Short problem >> Rewrite the items from the line containing "Would you please locate the boat" through the end of the items, changing "elderly man" to "older man" and leaving everything else unchanged.

Data for the task >>
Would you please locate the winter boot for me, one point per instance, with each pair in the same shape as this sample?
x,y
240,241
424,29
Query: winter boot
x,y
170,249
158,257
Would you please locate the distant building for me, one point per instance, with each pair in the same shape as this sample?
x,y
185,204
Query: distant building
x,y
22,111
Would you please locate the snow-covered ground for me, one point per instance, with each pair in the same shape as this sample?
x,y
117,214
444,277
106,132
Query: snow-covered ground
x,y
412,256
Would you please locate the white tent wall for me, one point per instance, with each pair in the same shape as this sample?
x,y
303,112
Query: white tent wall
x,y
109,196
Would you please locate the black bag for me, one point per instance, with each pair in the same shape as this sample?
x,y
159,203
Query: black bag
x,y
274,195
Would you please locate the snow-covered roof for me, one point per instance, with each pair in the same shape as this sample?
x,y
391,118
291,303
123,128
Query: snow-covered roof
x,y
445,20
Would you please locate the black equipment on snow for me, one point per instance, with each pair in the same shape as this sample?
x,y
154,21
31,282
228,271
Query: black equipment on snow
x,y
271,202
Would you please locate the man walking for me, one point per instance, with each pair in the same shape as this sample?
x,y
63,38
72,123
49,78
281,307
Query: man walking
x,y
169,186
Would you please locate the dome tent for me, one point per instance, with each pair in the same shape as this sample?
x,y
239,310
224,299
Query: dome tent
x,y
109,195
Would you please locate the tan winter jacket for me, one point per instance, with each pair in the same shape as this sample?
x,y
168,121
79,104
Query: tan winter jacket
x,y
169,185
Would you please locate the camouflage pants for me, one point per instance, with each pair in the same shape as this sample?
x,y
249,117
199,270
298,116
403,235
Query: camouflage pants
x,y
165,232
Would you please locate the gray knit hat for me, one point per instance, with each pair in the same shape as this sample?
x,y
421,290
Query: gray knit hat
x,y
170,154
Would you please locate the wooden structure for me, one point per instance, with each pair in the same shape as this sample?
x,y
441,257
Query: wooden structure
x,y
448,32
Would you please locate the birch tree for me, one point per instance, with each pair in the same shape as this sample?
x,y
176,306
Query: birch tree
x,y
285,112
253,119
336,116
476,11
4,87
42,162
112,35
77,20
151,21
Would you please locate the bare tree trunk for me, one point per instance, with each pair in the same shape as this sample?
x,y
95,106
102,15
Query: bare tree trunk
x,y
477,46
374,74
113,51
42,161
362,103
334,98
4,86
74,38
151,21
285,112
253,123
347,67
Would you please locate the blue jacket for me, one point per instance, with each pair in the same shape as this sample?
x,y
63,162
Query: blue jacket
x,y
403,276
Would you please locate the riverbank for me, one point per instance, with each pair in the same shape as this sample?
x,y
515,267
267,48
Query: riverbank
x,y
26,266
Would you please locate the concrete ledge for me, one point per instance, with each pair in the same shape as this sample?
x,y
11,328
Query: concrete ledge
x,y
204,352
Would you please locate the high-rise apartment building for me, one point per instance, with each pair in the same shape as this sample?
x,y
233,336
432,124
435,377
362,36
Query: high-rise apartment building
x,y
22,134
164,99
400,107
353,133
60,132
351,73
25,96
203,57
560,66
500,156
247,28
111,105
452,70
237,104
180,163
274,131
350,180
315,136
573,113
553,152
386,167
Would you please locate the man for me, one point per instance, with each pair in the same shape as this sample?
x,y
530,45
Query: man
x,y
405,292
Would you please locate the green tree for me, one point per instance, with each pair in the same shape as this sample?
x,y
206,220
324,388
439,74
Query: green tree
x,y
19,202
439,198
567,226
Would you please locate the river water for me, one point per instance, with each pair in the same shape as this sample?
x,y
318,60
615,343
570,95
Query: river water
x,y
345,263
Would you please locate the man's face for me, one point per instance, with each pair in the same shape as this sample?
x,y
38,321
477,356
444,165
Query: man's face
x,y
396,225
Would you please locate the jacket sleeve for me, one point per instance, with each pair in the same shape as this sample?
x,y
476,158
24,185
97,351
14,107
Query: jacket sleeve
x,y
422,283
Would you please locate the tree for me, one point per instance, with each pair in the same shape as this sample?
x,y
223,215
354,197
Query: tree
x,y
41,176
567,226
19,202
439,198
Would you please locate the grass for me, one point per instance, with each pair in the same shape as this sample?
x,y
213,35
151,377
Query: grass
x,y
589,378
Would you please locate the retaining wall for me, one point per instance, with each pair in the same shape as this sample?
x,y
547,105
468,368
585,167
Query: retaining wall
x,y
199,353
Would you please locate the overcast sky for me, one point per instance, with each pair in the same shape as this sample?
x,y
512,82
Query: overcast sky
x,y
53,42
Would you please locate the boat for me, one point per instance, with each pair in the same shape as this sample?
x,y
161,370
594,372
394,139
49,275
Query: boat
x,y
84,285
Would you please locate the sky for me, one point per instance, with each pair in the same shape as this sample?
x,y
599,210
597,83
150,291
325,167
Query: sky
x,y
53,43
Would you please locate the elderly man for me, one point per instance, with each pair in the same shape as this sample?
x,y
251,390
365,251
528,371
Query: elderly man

Exercise solution >>
Would you please locate the boat for me, one point per instance, with each pair in the same shape as this sample?
x,y
161,370
594,372
394,139
49,275
Query: boat
x,y
84,285
Would you please locate the sky for me, one point per instance, with each pair in the same shape as this sample?
x,y
599,210
597,83
150,291
325,167
Query: sky
x,y
53,43
Would you please locate the older man for me, one point per instance, with each pair in the same shape as this sample?
x,y
251,390
365,251
528,371
Query: older man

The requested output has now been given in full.